WHAT THE TASK REQUIRES:
Within the listing below, please show every line carrying the string "roof".

::::

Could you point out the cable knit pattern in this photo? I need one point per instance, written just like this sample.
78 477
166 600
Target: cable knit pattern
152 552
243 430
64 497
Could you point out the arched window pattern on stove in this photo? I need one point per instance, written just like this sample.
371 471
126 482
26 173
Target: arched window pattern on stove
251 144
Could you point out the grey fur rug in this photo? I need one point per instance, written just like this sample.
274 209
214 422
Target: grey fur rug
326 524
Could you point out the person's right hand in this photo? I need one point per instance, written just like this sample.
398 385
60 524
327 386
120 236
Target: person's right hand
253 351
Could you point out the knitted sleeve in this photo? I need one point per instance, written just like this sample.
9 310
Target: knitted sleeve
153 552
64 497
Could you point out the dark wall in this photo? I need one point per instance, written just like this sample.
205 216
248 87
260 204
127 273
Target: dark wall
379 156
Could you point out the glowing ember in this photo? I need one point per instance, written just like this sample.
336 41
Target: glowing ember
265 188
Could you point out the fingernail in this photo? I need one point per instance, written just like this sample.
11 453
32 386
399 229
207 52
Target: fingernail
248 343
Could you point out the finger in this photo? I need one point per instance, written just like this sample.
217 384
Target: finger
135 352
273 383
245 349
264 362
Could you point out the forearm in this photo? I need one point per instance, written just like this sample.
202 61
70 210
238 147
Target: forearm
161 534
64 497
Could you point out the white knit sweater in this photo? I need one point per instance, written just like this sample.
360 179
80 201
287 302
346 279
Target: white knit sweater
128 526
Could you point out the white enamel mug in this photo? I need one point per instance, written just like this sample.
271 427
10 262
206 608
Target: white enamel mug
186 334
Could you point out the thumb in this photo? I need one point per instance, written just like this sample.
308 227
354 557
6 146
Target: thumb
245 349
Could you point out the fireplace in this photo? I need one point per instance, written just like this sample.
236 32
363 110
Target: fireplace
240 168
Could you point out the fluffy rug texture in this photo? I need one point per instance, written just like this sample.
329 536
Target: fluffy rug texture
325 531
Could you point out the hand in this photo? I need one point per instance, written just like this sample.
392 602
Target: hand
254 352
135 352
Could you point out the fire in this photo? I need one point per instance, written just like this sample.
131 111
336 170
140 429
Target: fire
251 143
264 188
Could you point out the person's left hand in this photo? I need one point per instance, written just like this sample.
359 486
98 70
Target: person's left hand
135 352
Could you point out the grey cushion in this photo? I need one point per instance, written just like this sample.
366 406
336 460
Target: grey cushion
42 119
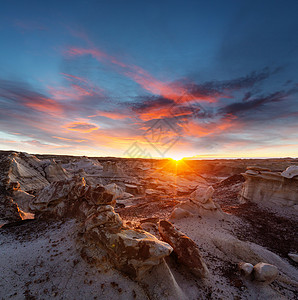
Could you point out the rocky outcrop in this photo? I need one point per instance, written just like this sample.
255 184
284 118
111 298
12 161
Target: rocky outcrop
55 172
131 251
187 251
265 272
200 203
262 186
245 268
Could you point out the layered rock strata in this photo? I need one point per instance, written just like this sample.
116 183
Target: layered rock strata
131 251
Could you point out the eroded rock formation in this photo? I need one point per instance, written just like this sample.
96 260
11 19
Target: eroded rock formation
187 251
131 251
266 187
200 203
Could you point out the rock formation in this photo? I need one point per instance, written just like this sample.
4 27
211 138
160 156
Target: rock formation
200 203
263 186
187 251
265 272
131 251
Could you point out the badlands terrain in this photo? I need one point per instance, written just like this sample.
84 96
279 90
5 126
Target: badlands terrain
115 228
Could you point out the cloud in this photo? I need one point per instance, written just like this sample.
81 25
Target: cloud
81 127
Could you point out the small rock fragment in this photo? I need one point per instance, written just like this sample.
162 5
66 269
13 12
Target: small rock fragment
265 272
245 268
293 256
186 249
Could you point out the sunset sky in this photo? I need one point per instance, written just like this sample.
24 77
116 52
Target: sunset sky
150 78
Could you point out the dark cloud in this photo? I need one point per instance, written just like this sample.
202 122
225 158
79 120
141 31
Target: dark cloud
217 88
250 106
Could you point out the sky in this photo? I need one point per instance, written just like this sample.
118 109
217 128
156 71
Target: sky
203 79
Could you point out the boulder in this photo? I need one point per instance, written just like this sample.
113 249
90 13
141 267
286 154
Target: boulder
151 192
293 256
290 172
131 251
257 168
245 268
55 172
132 189
180 213
270 188
202 194
9 211
265 272
188 253
201 204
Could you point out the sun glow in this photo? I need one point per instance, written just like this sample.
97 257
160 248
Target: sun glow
177 159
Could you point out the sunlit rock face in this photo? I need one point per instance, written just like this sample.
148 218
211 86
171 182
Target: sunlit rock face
131 251
186 249
13 200
263 186
200 203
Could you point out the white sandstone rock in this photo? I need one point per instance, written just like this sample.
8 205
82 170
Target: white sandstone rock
265 272
202 194
252 172
179 213
290 172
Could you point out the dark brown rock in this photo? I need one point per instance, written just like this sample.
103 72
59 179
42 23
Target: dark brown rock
187 251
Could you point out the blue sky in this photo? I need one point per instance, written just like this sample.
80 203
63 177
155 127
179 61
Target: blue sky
172 78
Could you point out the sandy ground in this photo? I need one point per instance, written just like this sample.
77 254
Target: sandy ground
40 261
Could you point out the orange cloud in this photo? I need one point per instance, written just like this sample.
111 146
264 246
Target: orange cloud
110 115
81 127
143 78
46 105
67 139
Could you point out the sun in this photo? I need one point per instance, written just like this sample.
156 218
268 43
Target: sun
177 158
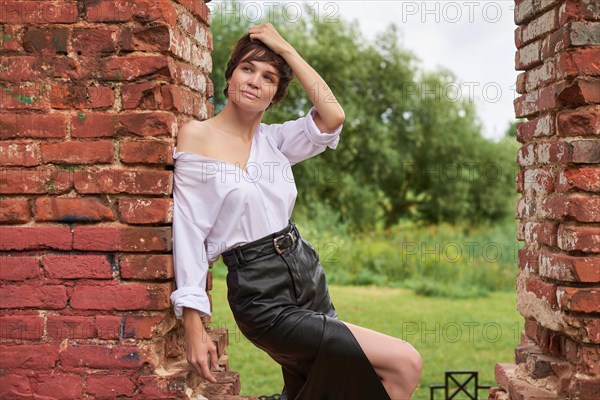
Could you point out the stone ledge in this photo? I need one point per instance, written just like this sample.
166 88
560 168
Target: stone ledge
518 388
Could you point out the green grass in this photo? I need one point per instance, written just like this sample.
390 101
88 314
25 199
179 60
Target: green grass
450 334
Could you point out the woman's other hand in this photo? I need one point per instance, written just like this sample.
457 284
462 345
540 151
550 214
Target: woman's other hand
200 350
267 34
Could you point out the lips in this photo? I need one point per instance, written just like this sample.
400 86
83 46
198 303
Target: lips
251 96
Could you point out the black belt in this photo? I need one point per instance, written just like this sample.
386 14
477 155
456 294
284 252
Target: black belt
275 243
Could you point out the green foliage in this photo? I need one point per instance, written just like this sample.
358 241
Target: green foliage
411 146
462 334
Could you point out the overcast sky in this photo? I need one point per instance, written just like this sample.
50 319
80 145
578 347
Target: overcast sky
473 39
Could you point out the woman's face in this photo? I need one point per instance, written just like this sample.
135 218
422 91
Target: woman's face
253 84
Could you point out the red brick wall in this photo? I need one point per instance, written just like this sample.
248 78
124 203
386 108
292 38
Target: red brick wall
92 95
558 288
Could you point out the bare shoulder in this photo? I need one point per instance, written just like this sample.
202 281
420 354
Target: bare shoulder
194 136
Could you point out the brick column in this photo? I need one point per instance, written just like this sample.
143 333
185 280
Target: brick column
92 95
558 287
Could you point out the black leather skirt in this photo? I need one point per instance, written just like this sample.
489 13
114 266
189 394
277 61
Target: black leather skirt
280 301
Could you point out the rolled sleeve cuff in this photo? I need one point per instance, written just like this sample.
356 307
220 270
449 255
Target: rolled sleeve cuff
191 297
329 139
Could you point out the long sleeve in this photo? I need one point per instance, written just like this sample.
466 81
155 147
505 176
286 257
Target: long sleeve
195 209
301 138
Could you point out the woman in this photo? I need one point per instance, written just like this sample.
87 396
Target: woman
234 195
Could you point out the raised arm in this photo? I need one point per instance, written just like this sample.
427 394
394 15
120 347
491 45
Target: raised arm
330 114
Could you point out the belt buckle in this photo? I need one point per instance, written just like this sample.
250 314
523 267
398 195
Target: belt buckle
276 245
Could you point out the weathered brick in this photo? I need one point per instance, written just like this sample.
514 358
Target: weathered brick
29 296
143 327
579 299
541 25
586 330
35 181
146 266
101 356
153 38
580 207
72 209
68 96
11 40
541 232
146 152
46 42
147 124
122 11
32 126
35 237
96 152
131 67
578 62
92 125
77 266
542 290
573 10
101 386
579 92
33 356
14 211
58 385
100 97
121 297
108 326
145 210
21 327
20 68
526 10
583 121
38 12
528 260
122 238
565 267
528 56
157 387
583 238
540 76
541 100
95 41
19 268
539 180
14 386
112 181
583 178
23 96
60 327
585 151
20 154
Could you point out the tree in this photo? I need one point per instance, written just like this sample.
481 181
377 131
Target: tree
411 146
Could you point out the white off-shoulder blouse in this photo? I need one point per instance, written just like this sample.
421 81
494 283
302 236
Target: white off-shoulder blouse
217 205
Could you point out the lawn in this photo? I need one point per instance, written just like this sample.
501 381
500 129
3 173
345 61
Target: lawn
450 334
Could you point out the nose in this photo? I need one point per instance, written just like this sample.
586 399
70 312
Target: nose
253 81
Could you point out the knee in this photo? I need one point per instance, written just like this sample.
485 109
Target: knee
410 366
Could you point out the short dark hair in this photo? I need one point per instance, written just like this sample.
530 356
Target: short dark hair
255 50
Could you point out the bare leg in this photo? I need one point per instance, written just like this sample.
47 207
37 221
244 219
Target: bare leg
397 362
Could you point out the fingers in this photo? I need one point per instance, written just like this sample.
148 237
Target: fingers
202 369
214 358
206 374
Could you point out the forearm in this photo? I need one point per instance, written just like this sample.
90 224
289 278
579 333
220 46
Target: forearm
328 108
192 320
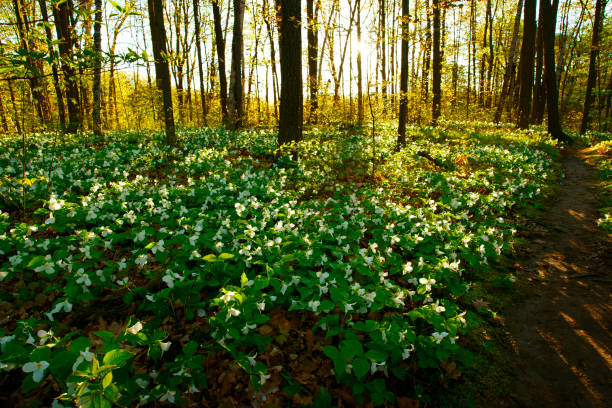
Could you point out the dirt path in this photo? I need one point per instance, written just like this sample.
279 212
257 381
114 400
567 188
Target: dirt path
563 334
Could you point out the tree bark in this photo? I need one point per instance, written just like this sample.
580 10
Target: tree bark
37 83
600 6
313 39
538 103
3 114
236 96
383 46
97 80
61 110
426 56
403 108
162 70
526 63
290 121
220 43
550 77
61 13
437 63
511 66
196 21
359 67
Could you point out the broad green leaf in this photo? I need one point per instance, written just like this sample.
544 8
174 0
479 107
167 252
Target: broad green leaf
107 380
376 355
210 258
117 357
361 366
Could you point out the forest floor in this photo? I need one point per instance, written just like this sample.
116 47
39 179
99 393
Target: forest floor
560 335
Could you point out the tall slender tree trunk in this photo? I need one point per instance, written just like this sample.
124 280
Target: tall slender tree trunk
526 63
220 43
511 66
162 70
403 111
83 86
3 114
538 103
97 80
437 63
236 96
426 56
290 121
359 67
14 103
37 83
383 46
274 75
483 58
196 22
600 6
550 77
313 39
61 110
61 12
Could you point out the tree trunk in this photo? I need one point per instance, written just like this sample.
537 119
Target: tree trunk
426 56
236 96
550 77
196 21
61 12
61 110
437 63
97 80
3 115
600 6
37 83
359 67
272 58
383 46
162 70
14 103
526 63
313 39
220 43
290 121
403 113
539 93
511 66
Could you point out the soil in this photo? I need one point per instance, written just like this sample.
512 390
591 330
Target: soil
562 334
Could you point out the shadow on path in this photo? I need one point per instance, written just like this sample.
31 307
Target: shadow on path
562 336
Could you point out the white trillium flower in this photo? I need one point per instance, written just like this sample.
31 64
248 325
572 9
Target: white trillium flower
135 328
231 312
37 369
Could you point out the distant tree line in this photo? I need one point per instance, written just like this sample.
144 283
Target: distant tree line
424 60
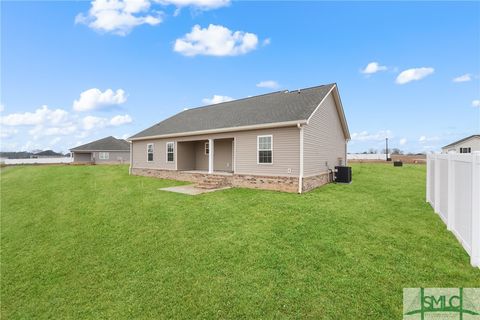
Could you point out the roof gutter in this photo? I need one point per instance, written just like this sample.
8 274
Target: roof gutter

::::

RESULT:
Could you point out the roof gutter in this photo? I need one point per instance, written just like this sample.
Target: roof gutter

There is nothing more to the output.